--- START OF GIVEN INFORMATION ---
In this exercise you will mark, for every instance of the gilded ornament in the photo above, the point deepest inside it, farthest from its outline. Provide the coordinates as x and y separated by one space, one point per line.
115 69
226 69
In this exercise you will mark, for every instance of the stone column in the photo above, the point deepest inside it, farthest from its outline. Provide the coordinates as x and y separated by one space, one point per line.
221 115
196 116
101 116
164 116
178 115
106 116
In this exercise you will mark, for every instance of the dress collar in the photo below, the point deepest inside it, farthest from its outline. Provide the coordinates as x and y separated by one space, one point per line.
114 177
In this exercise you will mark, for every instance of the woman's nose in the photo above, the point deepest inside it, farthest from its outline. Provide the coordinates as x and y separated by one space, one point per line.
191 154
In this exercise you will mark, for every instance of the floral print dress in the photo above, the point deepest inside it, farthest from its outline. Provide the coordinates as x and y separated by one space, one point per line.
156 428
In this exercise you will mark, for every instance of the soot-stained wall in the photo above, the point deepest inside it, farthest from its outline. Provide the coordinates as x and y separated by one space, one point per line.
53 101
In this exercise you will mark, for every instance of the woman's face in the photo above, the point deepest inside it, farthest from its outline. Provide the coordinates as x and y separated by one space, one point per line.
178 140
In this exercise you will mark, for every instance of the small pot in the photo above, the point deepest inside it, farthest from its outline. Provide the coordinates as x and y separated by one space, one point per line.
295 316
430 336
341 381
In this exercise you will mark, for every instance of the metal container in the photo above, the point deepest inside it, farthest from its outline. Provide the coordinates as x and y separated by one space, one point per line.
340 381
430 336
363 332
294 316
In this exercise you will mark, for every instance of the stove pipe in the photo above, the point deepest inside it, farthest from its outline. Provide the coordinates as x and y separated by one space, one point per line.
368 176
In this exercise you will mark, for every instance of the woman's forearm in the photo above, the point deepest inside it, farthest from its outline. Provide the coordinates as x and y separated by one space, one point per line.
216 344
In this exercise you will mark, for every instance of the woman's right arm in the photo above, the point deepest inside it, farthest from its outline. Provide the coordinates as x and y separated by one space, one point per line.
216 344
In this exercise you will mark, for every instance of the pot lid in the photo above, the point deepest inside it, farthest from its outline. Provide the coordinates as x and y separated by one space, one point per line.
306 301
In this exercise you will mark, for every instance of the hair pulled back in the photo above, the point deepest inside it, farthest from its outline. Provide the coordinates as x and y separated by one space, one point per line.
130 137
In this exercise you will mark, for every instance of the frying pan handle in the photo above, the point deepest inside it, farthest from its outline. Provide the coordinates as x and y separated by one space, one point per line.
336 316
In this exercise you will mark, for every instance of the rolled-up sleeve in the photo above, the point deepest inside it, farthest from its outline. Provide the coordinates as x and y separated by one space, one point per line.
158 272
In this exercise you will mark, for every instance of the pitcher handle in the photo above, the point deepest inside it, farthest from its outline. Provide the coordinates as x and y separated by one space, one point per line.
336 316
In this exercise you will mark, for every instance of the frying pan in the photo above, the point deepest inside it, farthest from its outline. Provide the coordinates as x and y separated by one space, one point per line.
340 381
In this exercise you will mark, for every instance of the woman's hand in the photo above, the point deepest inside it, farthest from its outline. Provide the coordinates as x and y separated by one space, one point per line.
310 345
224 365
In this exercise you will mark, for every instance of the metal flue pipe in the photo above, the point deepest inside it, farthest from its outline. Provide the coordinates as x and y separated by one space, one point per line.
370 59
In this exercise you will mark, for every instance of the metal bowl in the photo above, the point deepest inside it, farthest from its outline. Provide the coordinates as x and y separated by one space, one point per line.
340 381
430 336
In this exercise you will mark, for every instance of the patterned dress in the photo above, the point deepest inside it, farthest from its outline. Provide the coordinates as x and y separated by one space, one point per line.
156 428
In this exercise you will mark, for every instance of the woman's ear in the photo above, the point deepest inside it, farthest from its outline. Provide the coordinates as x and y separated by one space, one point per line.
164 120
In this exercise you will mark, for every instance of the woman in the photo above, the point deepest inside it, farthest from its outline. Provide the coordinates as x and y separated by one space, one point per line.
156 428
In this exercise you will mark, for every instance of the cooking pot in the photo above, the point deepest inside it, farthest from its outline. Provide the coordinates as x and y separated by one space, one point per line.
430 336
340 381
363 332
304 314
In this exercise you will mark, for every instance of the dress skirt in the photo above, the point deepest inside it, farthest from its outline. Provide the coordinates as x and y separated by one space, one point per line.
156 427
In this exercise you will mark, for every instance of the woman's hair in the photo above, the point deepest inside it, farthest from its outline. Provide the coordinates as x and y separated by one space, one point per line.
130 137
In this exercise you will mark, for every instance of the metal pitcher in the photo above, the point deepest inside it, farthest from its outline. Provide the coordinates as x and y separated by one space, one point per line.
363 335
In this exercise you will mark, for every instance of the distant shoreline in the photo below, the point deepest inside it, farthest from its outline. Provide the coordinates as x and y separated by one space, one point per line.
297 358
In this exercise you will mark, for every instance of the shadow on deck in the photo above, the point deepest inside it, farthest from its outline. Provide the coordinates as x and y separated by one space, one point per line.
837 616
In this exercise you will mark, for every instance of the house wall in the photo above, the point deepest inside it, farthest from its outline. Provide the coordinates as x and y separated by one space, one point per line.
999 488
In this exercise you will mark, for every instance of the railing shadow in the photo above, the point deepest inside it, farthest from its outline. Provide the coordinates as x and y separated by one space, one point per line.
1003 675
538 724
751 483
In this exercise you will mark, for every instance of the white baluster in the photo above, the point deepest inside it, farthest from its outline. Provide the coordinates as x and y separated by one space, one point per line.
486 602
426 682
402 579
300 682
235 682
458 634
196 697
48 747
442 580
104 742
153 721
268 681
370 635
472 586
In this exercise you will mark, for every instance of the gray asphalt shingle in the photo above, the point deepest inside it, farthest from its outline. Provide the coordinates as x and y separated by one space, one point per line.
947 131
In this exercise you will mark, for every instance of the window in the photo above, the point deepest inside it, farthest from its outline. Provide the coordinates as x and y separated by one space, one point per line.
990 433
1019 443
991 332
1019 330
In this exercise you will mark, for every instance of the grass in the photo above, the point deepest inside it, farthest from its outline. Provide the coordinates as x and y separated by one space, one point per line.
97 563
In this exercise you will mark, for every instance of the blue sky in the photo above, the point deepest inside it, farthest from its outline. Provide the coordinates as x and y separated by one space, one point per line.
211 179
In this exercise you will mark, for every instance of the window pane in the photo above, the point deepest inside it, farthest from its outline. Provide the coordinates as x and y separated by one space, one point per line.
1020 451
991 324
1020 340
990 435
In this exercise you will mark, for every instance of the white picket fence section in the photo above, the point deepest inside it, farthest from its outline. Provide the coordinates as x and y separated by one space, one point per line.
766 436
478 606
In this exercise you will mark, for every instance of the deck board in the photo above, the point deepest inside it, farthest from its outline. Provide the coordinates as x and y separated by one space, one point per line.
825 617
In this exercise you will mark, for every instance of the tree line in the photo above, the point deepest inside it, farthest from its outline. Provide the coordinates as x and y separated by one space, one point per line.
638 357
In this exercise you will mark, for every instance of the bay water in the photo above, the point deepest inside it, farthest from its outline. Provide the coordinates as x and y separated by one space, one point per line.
--- END OF GIVEN INFORMATION ---
_TASK STATEMENT_: Every line above should be printed again exactly as it stands.

_THE REPLY_:
In this exercise you will mark, for every instance of the gilded ornament in the photo above, the point deepest inside it, farthest from its outline. Provide the coordinates as x and y separated by one space, one point per line.
115 69
226 69
In this exercise you will mark, for every instance of the stone column in the photo above, the point deepest inside it, farthest from its outline. Provide the coordinates as x and y separated by one space, one point per line.
221 115
196 116
101 116
164 116
178 115
106 116
In this exercise you will mark, for every instance of the dress collar in the photo below, the point deepest inside it, farthest from its outline. Provide the coordinates as x and y separated by one space, one point per line.
114 177
In this exercise you will mark, for every instance of the woman's nose in the photo above, the point deepest inside it, farthest from its outline. Provide the coordinates as x and y separated by one space, one point per line.
191 154
In this exercise you will mark, for every instance of the floral print dress in the photo above, the point deepest inside it, farthest from its outline. Provide the coordinates as x and y separated by one space, one point per line.
156 428
In this exercise you will mark, for every instance of the soot-stained wall in the photo above, the point deepest inside it, farthest from its outline. Provide the coordinates as x and y separated by one space, one point per line.
53 101
In this exercise you will mark, for every instance of the woman's face in the photo above, the point deepest inside it, farthest from its outline. Provide the coordinates as x and y separated by one space, one point per line.
178 140
In this exercise you will mark, for every instance of the small pot in the photo above, the point deepest inside it, farthest from its outline. Provide the coordinates as x and y separated by one space, one point per line.
295 316
430 336
341 381
In this exercise you will mark, for every instance of the metal container in the photo above, the point deepest inside it, farthest from its outline. Provide the coordinates as x and y separated by one space, one point per line.
340 381
430 336
363 332
294 316
In this exercise you will mark, for every instance of the stove pipe in the photo above, the point deepest inside it, farthest from its outline. Provide the coordinates as x and y separated by one space, one point per line.
368 176
In this exercise you will mark, for every instance of the woman's forearm in the photo above, the point deepest inside it, farthest from its outline. Provide the coordinates as x and y separated by one space, one point per line.
216 344
In this exercise you will mark, for every instance of the woman's right arm in the photo above, the point deepest inside it, farthest from its outline. Provide the coordinates as x and y separated by one space, one point per line.
216 344
In this exercise you will mark, for every instance of the pot lid in the photo above, the point deepest inside it, farthest from its outline. Provide the coordinates as x and y separated by one space, one point per line.
306 301
In this exercise you will mark, for every instance of the hair pulled back in the photo above, the point deepest inside it, farthest from its outline. Provide the coordinates as x and y separated by one space, one point per line.
130 137
In this exercise you will mark, for every instance of the frying pan handle in the photo above, the point deepest inside it, farthest from its outline. Provide the coordinates as x and y separated by one space, one point per line.
336 316
In this exercise you will mark, for every instance of the rolled-up sleeve in the photo above, the point deepest inside it, farthest from its outline. Provide the coordinates as x and y separated by one space, one point per line.
158 272
In this exercise you will mark, for every instance of the pitcher handle in the photo above, the point deepest inside it, farthest from its outline. Provide the coordinates as x and y separated by one space, one point per line.
336 316
In this exercise you will mark, for every instance of the frying pan in the photo above, the point deepest inside it, farthest from its outline. Provide the coordinates as x and y separated by one space, one point per line.
340 381
In this exercise you will mark, for every instance of the woman's hand in the photo above, the point deepest inside it, farthest from its outline. Provide the coordinates as x and y separated by one space, one point per line.
310 345
224 365
In this exercise you will mark, for every instance of the metal flue pipe in the photo above, the point deepest inside it, farthest from its outline. Provide the coordinates as x and y separated by one space, one point per line.
370 59
In this exercise you will mark, for every instance of the metal bowl in the photo above, the point deepest inside it, farthest from its outline. Provide the coordinates as x and y separated by one space, one point per line.
340 381
430 336
In this exercise you will mark, for every instance of the patterned dress in the photo above, the point deepest inside it, farthest from its outline. Provide the coordinates as x and y separated by one space, one point per line.
156 428
In this exercise you will mark, for every instance of the woman's ear in the photo above, the point deepest inside it, farthest from its outline. Provide the coordinates as x and y separated by one space, one point per line.
164 120
In this exercise you will mark, for every instance of the woman in the photo above, the point deepest inside it, farthest from its outline. Provide the coordinates as x and y separated by one space, one point per line.
156 428
In this exercise you will mark, for every instance of the cooking pot in the photo above, the point deepest inside it, farthest from its outline. Provide the coordinates as x and y separated by one space, one point per line.
430 336
340 381
363 332
304 314
In this exercise you will mark, for every instance of the dress skirt in the photo above, the point deepest inside it, farthest from its outline. Provide the coordinates as x and y separated by one space, one point per line.
156 427
In this exercise you will mark, for every instance of the woman's hair in the photo above, the point deepest inside it, farthest from its outline. Provide the coordinates as x and y separated by one space, one point per line.
130 137
In this exercise you will mark, for every instance of the metal pitcher in the photo above, the point deepest inside it, farthest from its outline. Provide the coordinates as x and y separated by one space, one point per line.
363 335
In this exercise you will mark, for every instance of the distant shoreline in the photo below, the point deepest inside it, farthest from its outline. Provide the coordinates as x and y separated by one space, one point per line.
297 358
In this exercise you will mark, for every instance of the shadow on deck in the photo above, the point deepest inside it, farthest from its outline. Provide the coordinates as x and y separated by one space, one point per line.
837 616
In this exercise you will mark, for every instance of the house wall in the photo above, the point deepest inside it, farthest from its outline. Provide the coordinates as x and y separated by one space, one point per line.
999 488
In this exercise you will mark, for every instance of the railing shadow in the photo above, the point deepest inside it, farthest from its outline. Provide the coordinates as x and y separated by one space, one point per line.
1003 675
538 724
751 483
In this exercise you will mark, for every instance of the white baluster in the photo above, the point deepest inside it, farthest from its outline. Provide the coordinates as x and y separated by one space, one point per line.
486 602
426 682
402 579
300 682
235 682
458 634
196 697
48 747
442 580
104 742
153 721
268 681
370 635
472 586
In this exercise you will mark, for every instance of the gray asphalt shingle in the photo above, the point deepest inside it, farthest from its outline. Provide the coordinates as x and y separated by one space, one point per line.
947 131
In this exercise you will mark, for every instance of the window in the photo above, the point deepest inside it, farthest from its outline. Provide the coordinates as x and y separated by one space, one point per line.
990 433
1019 443
991 332
1019 330
In this exercise you will mark, for every instance of the grass in the photo above, the point deepest inside it, farthest from its outline. Provide the coordinates as x and y separated by one space, one point per line.
97 563
In this exercise you will mark, for every instance of the blue sky in the photo above, the point deepest inside it, farthest from its outline. Provide the coordinates as x and y separated by one space, one point per line.
211 179
In this exercise you will mark, for every instance of the window pane in the photo above, the point deepest inside it, farthest from its outline. Provide the coordinates as x and y separated by one space, one point per line.
1020 451
991 324
1020 340
990 435
In this exercise you will mark, for every instance of the white picket fence section in the photo above, the point deepest inside it, farthest from its outline. Provide the coordinates as x and y separated by one space, one point per line.
766 436
478 606
In this exercise you will mark, for every instance of the deck board in the photo above, the point deepest inside it, farthest from its outline. Provide the coordinates as x and y separated by one space, one point per line.
825 617
In this exercise you will mark, for every instance of the tree line in the photo above, the point deepest inside it, farthest from its outline. Provide the coordinates as x and y separated by one space, one point per line.
638 357
In this exercise you will mark, for every instance of the bay water in the photo above, the point deepest inside it, farthest from its outline. Provide the coordinates as x and y separated by one space, one point per line.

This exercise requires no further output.